*** Opening Exercise input ***
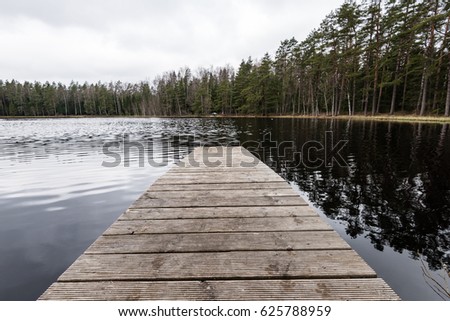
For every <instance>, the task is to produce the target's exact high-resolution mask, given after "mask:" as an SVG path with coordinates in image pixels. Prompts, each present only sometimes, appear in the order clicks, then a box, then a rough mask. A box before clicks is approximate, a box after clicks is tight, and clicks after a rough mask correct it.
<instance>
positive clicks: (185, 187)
mask: <svg viewBox="0 0 450 321" xmlns="http://www.w3.org/2000/svg"><path fill="white" fill-rule="evenodd" d="M256 188H259V189H274V190H275V189H277V190H278V189H292V188H291V187H290V186H289V184H287V183H286V182H267V183H266V182H255V183H227V184H224V183H209V184H179V182H178V181H177V180H166V181H164V182H161V181H158V184H154V185H152V186H150V188H149V191H203V190H236V189H241V190H244V189H256Z"/></svg>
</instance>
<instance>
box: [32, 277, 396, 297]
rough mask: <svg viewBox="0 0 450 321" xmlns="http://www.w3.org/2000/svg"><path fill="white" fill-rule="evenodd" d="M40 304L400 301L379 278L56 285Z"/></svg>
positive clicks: (65, 284) (57, 283)
mask: <svg viewBox="0 0 450 321" xmlns="http://www.w3.org/2000/svg"><path fill="white" fill-rule="evenodd" d="M40 299H41V300H83V301H87V300H108V301H113V300H121V301H123V300H202V301H207V300H219V301H227V300H232V301H234V300H245V301H250V300H261V301H262V300H269V301H274V300H276V301H277V300H293V301H294V300H295V301H298V300H300V301H303V300H342V301H343V300H358V301H361V300H377V301H380V300H399V297H398V296H397V295H396V294H395V292H394V291H392V289H391V288H390V287H389V286H388V285H387V284H386V283H385V282H384V281H383V280H382V279H379V278H373V279H320V280H299V279H296V280H287V279H285V280H230V281H156V282H145V281H139V282H124V281H116V282H108V281H106V282H59V283H54V284H53V285H52V286H51V287H50V288H49V289H48V290H47V291H46V292H45V293H44V294H43V295H42V297H41V298H40Z"/></svg>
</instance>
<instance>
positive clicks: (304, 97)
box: [0, 0, 450, 116]
mask: <svg viewBox="0 0 450 321" xmlns="http://www.w3.org/2000/svg"><path fill="white" fill-rule="evenodd" d="M449 27H450V4H449V3H448V2H447V1H441V0H423V1H410V0H384V1H382V0H365V1H359V2H356V1H346V2H345V3H344V4H342V5H341V6H340V7H339V8H338V9H336V10H335V11H333V12H331V13H330V14H329V15H327V16H326V17H325V19H324V20H323V21H322V23H321V24H320V26H319V27H317V28H316V29H314V30H312V31H311V32H310V34H309V35H308V36H307V38H306V39H305V40H303V41H302V42H298V41H297V40H296V39H295V38H292V39H287V40H284V41H282V42H281V44H280V46H279V48H278V50H277V51H276V53H275V55H274V57H271V56H270V55H269V54H268V53H266V54H265V55H264V56H263V57H262V58H260V59H252V58H251V57H249V58H247V59H244V60H242V62H241V64H240V65H239V67H238V69H237V71H236V70H234V68H232V67H231V66H225V67H219V68H201V69H199V70H197V71H196V72H192V71H191V70H190V69H189V68H187V67H185V68H182V69H180V70H178V71H170V72H166V73H164V74H163V75H161V76H157V77H156V78H155V79H154V80H153V81H142V82H140V83H123V82H120V81H118V82H110V83H101V82H99V83H95V84H90V83H83V84H80V83H77V82H72V83H71V84H69V85H66V84H62V83H55V82H53V83H50V82H45V83H40V82H23V83H21V82H18V81H14V80H11V81H2V80H0V115H2V116H51V115H56V116H58V115H139V116H176V115H178V116H183V115H207V114H211V113H220V114H226V115H241V114H255V115H271V114H279V115H286V114H293V115H331V116H335V115H343V114H346V115H354V114H364V115H375V114H378V113H389V114H395V113H409V114H418V115H426V114H428V115H445V116H449V115H450V50H449V48H450V45H449V36H450V29H449Z"/></svg>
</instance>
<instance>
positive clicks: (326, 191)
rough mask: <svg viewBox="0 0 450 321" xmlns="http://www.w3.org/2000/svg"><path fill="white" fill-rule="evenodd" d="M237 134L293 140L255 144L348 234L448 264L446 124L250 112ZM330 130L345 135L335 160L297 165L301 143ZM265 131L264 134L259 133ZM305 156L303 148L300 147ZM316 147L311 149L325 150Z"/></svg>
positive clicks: (276, 166)
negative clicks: (250, 118)
mask: <svg viewBox="0 0 450 321" xmlns="http://www.w3.org/2000/svg"><path fill="white" fill-rule="evenodd" d="M242 124H243V125H242V126H243V127H242V129H241V132H242V133H241V136H242V137H241V142H242V141H245V140H246V139H247V140H249V139H252V140H257V139H258V138H257V137H255V136H254V132H257V134H258V135H259V140H260V141H264V139H265V138H266V137H265V136H264V135H265V134H267V133H270V134H271V139H272V140H274V141H276V142H278V143H280V142H282V141H293V146H292V148H289V149H284V152H285V155H284V156H282V153H281V152H280V151H275V150H274V149H273V148H272V150H270V149H269V148H268V147H267V146H265V145H268V144H266V143H264V142H263V143H261V144H260V145H259V148H258V149H257V152H258V154H259V157H261V158H262V159H263V160H264V161H265V162H266V163H267V164H268V165H270V166H271V167H272V168H274V169H275V170H276V171H277V172H278V173H280V174H281V175H282V176H284V177H285V178H286V179H288V180H289V181H291V182H294V183H295V184H297V185H298V186H299V188H300V189H301V190H302V191H304V192H305V193H306V194H307V195H308V197H309V199H310V201H311V202H312V203H313V204H314V205H315V206H317V207H318V208H320V209H321V210H322V211H323V213H324V214H325V215H327V216H328V217H329V218H331V219H334V220H340V221H345V222H346V233H347V234H348V235H350V236H351V237H352V238H356V237H358V236H362V235H363V234H364V235H365V236H367V237H368V238H369V239H370V241H371V243H372V244H373V246H374V247H375V248H376V249H378V250H379V251H383V249H384V247H385V246H389V247H391V248H392V249H394V250H395V251H397V252H400V253H402V252H404V251H408V253H409V255H410V256H411V257H413V258H415V259H418V258H419V257H422V258H423V259H424V260H425V261H426V262H427V265H428V268H429V269H431V270H436V269H442V268H446V267H447V266H448V265H450V233H449V231H450V230H449V225H450V141H449V140H450V139H449V130H448V125H447V124H444V125H442V124H422V123H387V122H374V121H351V120H349V121H347V120H312V119H266V120H264V119H263V120H261V119H259V120H258V119H255V120H254V121H253V123H252V126H253V127H255V129H254V128H251V132H252V133H251V135H252V136H246V135H247V134H248V133H250V131H249V128H248V127H246V126H245V124H248V121H247V122H245V123H244V122H243V123H242ZM326 131H332V132H333V134H334V140H335V142H336V141H337V140H339V139H345V140H348V144H347V146H346V147H345V148H344V150H343V152H342V155H343V156H344V158H345V160H346V162H347V164H348V166H345V167H340V166H337V165H336V163H335V164H334V165H333V166H331V167H326V166H325V165H322V166H320V167H317V168H308V167H307V166H305V162H304V163H303V164H300V165H298V164H297V163H299V159H298V158H299V155H298V154H296V153H298V152H300V151H301V148H302V146H303V144H305V143H306V142H308V141H310V140H316V141H319V142H323V141H324V137H325V132H326ZM266 136H267V135H266ZM303 156H305V155H303ZM324 156H325V155H321V154H320V152H318V153H317V154H316V155H314V157H324Z"/></svg>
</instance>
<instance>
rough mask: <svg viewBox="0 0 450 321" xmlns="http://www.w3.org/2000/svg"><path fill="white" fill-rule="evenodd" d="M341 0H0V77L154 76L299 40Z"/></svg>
mask: <svg viewBox="0 0 450 321" xmlns="http://www.w3.org/2000/svg"><path fill="white" fill-rule="evenodd" d="M343 2H344V0H313V1H310V0H309V1H303V0H220V1H218V0H184V1H183V0H158V1H157V0H65V1H62V0H59V1H58V0H0V43H1V44H0V79H3V80H6V79H8V80H11V79H17V80H19V81H24V80H29V81H34V80H38V81H47V80H49V81H56V82H58V81H61V82H64V83H68V82H70V81H71V80H75V81H79V82H84V81H89V82H97V81H99V80H100V81H111V80H112V81H116V80H121V81H130V82H136V81H141V80H152V79H153V78H154V77H155V76H156V75H158V74H161V73H163V72H164V71H168V70H174V69H175V70H177V69H179V68H180V67H185V66H189V67H191V68H192V69H193V70H195V69H197V68H198V67H200V66H203V67H209V66H223V65H226V64H230V65H231V66H233V67H237V66H238V65H239V62H240V61H241V60H242V58H246V57H248V56H252V57H256V58H259V57H261V56H262V55H263V54H264V53H265V52H269V54H271V55H273V54H274V53H275V51H276V49H277V47H278V45H279V44H280V41H281V40H283V39H287V38H291V37H295V38H296V39H297V40H302V39H304V38H305V37H306V35H307V34H308V33H309V31H311V30H312V29H313V28H315V27H317V26H318V25H319V24H320V22H321V21H322V19H323V18H324V17H325V15H326V14H328V13H329V12H330V11H332V10H333V9H335V8H337V7H338V6H339V5H340V4H342V3H343Z"/></svg>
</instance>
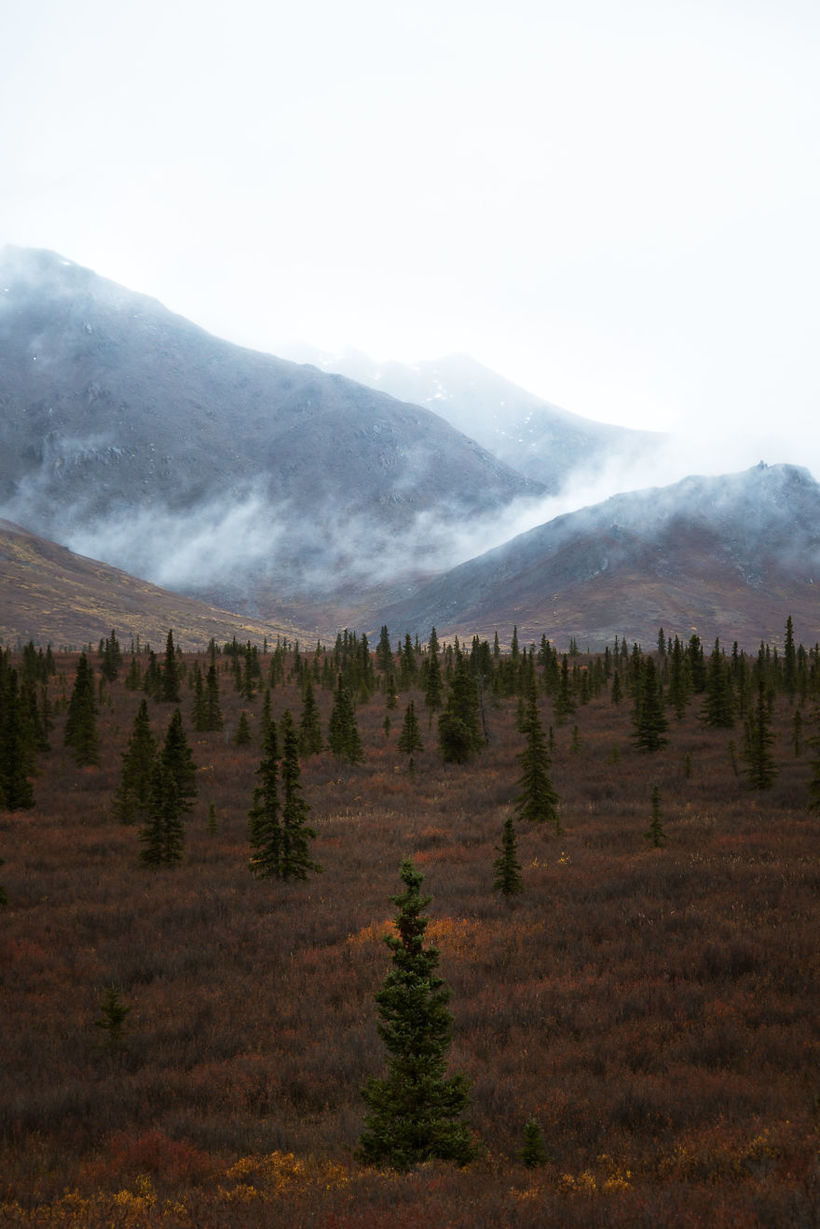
*** Closing Exercise input ***
▸ Aim of the exercise: The first line of the entries, the line containing "304L400 301L379 278L56", and every line between them are to be output exactly; pictures are not.

▸ Finished exercise:
For every <instance>, the task is to produce the target's exact high-resolution mask, given after "mask:" as an SVG path with coordinates in image pixels. Prompts, each present only sometimes, appear in the order clicks, then a box, then a rough mask. A box before clicks is approximate, a box after clicks is tight, and clicks after a rough mask correct it.
<instance>
positive clicks: (185, 187)
mask: <svg viewBox="0 0 450 321" xmlns="http://www.w3.org/2000/svg"><path fill="white" fill-rule="evenodd" d="M256 188H259V189H274V190H275V189H277V190H278V189H292V188H291V187H290V186H289V184H287V183H286V182H267V183H266V182H255V183H227V184H224V183H209V184H179V182H178V181H177V180H166V181H164V182H161V181H158V184H154V185H152V186H150V188H149V191H203V190H236V189H241V190H244V189H256Z"/></svg>
</instance>
<instance>
box: [32, 277, 396, 297]
rough mask: <svg viewBox="0 0 450 321" xmlns="http://www.w3.org/2000/svg"><path fill="white" fill-rule="evenodd" d="M40 304L400 301L379 278L56 285Z"/></svg>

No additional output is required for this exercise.